* The task
Report each line below that contains the word "water". Case counts.

Items listed in a dataset:
────────────────────

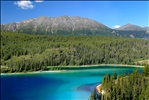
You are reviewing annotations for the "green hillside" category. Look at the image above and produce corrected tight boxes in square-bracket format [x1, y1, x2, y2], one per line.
[90, 66, 149, 100]
[1, 32, 149, 72]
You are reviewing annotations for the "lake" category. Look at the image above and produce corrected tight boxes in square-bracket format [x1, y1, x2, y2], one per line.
[1, 66, 141, 100]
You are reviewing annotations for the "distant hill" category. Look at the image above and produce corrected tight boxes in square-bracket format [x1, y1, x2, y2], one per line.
[2, 16, 111, 35]
[116, 24, 148, 31]
[115, 24, 149, 40]
[1, 16, 149, 40]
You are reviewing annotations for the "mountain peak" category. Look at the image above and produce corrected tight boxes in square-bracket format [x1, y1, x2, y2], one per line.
[1, 16, 111, 35]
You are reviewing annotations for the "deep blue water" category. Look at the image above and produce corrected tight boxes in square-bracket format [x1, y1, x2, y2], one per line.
[1, 67, 141, 100]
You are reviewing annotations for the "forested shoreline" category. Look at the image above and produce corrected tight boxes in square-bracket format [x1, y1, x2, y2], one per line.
[1, 32, 149, 73]
[90, 65, 149, 100]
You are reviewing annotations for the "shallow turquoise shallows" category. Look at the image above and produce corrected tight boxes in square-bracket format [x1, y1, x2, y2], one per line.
[1, 66, 141, 100]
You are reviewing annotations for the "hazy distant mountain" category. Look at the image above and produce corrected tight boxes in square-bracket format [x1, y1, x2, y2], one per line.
[116, 24, 148, 31]
[1, 16, 149, 40]
[2, 16, 111, 35]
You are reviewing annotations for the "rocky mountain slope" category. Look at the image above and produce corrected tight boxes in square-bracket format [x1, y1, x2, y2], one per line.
[2, 16, 111, 35]
[1, 16, 149, 40]
[116, 24, 148, 31]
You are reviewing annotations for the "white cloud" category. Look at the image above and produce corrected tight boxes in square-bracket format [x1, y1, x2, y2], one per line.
[35, 0, 43, 2]
[14, 1, 34, 9]
[113, 25, 121, 28]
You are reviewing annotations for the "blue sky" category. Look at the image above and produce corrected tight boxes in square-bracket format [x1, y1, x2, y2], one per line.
[1, 1, 149, 28]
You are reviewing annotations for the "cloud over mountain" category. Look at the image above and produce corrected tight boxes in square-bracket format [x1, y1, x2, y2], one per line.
[14, 1, 34, 9]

────────────────────

* Exercise result
You are reviewing annotations for the "deep blue water" category. Look at the image above and produce corrected tight boxes in square-bracket format [x1, y1, x2, y2], one per line.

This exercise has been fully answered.